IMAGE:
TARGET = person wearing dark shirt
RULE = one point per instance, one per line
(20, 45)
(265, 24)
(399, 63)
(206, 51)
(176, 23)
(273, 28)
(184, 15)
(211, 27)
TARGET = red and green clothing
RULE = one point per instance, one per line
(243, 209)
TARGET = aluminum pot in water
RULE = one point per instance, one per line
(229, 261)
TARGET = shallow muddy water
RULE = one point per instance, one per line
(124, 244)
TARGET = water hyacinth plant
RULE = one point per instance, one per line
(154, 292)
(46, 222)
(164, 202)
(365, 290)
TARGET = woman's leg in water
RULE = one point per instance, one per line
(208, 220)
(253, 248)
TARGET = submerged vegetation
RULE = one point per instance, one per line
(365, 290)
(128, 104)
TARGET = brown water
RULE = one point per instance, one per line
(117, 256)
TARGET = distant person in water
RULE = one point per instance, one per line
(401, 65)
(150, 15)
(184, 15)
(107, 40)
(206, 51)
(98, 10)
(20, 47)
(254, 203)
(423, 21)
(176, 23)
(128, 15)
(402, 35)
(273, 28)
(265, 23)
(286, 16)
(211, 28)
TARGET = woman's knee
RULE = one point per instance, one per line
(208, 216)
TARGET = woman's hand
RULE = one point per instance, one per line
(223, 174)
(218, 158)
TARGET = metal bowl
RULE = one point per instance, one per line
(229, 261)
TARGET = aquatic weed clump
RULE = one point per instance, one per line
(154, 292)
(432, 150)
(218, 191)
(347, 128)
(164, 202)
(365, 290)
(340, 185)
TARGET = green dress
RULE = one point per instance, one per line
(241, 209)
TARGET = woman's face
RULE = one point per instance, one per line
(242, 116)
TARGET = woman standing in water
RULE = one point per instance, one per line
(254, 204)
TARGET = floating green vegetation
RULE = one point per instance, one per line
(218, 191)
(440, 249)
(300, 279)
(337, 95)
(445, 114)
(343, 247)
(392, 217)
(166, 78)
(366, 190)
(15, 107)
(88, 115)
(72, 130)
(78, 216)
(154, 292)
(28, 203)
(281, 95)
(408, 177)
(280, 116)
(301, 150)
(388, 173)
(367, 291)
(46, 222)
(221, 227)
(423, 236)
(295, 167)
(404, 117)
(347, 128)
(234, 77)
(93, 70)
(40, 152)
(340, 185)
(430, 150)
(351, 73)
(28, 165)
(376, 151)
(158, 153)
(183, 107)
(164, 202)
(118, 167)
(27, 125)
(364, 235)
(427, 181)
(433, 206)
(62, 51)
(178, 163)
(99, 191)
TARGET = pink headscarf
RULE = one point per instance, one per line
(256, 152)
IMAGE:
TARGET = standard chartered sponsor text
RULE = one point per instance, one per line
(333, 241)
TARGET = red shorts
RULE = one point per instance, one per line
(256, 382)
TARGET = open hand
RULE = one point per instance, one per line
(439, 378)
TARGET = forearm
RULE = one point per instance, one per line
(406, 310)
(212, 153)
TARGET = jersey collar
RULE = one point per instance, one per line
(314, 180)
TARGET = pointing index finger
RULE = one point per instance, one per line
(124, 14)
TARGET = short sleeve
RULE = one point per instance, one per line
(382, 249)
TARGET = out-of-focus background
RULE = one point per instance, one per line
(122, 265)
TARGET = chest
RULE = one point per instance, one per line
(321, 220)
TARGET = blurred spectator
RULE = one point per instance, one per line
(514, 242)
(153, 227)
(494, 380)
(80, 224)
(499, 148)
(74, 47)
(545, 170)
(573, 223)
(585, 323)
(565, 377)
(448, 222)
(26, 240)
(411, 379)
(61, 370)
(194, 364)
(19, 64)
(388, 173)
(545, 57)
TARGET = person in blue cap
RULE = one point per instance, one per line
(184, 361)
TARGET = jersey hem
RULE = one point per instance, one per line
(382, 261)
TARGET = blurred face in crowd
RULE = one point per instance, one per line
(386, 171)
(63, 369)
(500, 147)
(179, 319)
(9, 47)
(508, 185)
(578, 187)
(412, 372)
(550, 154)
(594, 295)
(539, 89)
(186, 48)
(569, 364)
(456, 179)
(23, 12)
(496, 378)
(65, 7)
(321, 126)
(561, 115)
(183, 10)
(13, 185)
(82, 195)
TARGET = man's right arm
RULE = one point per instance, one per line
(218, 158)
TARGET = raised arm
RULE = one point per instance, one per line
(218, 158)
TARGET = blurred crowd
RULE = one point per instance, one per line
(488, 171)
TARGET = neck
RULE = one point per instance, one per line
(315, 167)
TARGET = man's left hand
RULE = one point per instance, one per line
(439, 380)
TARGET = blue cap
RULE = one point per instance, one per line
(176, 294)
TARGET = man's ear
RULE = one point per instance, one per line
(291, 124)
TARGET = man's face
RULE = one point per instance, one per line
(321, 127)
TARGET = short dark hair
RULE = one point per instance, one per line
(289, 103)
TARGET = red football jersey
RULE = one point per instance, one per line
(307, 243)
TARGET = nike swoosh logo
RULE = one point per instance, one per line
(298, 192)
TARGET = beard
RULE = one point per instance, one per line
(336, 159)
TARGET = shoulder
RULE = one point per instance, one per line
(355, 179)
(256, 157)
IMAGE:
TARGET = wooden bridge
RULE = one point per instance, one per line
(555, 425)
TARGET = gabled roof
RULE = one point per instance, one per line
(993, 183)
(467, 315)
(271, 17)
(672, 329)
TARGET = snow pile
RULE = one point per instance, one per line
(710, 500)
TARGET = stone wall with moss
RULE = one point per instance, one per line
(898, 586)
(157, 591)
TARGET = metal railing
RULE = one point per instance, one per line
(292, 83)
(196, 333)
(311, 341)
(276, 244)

■ ■ ■ ■ ■ ■ ■

__Exercise brief__: Every line from the start of the material above through the line that contains "TARGET = floating green vegetation" must be written out exactly, with both ends included.

__Reply__:
IMAGE:
TARGET = person wearing dark shirt
RULE = one point per instance, one per line
(20, 45)
(265, 24)
(399, 63)
(206, 51)
(176, 23)
(273, 28)
(184, 15)
(211, 27)
TARGET = red and green clothing
RULE = one point per instance, one per line
(243, 209)
TARGET = aluminum pot in water
RULE = one point per instance, one per line
(229, 261)
TARGET = shallow muddy water
RULE = one point per instance, one per line
(124, 244)
TARGET = water hyacinth plant
RULE = one point per instance, one per line
(154, 292)
(46, 222)
(164, 202)
(365, 290)
TARGET = woman's leg in water
RULE = one point per instance, one per line
(208, 220)
(253, 248)
TARGET = submerged vegetation
RULE = one point per instance, one per line
(365, 290)
(128, 104)
TARGET = brown water
RULE = one point per instance, one per line
(117, 256)
TARGET = distant person in water
RULE = one point per instance, one per line
(401, 65)
(150, 15)
(184, 15)
(107, 40)
(206, 51)
(98, 10)
(20, 47)
(254, 203)
(423, 21)
(176, 23)
(128, 15)
(402, 35)
(273, 28)
(265, 23)
(286, 16)
(211, 28)
TARGET = woman's knee
RULE = one point per instance, one per line
(208, 216)
TARGET = woman's hand
RULE = one point per instance, one per line
(223, 174)
(218, 158)
TARGET = metal bowl
RULE = one point per instance, one per line
(229, 261)
TARGET = aquatic weed clump
RULE = one point per instance, one per line
(154, 292)
(432, 150)
(218, 191)
(347, 128)
(164, 202)
(365, 290)
(340, 185)
TARGET = green dress
RULE = one point per instance, one per line
(241, 209)
TARGET = woman's face
RULE = one point per instance, one per line
(242, 116)
TARGET = woman standing in water
RULE = one point per instance, one per line
(254, 204)
TARGET = floating green vegetation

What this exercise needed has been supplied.